● **Material supplied**:
○ ○ ○

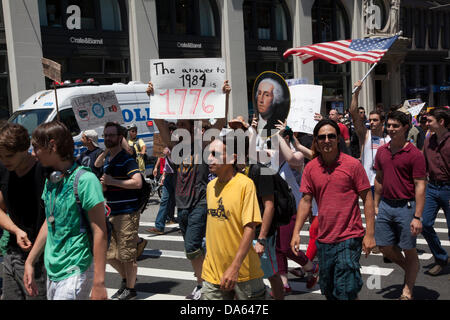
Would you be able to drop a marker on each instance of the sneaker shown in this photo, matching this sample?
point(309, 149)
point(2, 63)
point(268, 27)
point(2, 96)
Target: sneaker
point(287, 290)
point(313, 276)
point(436, 270)
point(141, 247)
point(386, 260)
point(196, 293)
point(298, 272)
point(128, 294)
point(116, 295)
point(154, 230)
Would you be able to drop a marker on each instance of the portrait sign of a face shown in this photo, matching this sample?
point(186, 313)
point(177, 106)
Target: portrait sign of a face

○ ○ ○

● **Your instructions**:
Please copy all of the data above word for word, leaving out the pictures.

● **Solved problem**:
Would you be able to drop a marker on each instance of the sneaker shown in this photo, matching this sample?
point(309, 149)
point(2, 63)
point(268, 27)
point(2, 96)
Target: sneaker
point(287, 290)
point(313, 276)
point(436, 270)
point(141, 247)
point(386, 260)
point(196, 293)
point(298, 272)
point(128, 294)
point(116, 295)
point(154, 230)
Would you be able to drop a marker on each instance of the portrait sign of a face shown in this photo, matching this sample?
point(186, 313)
point(177, 106)
Target: portrait sign of a face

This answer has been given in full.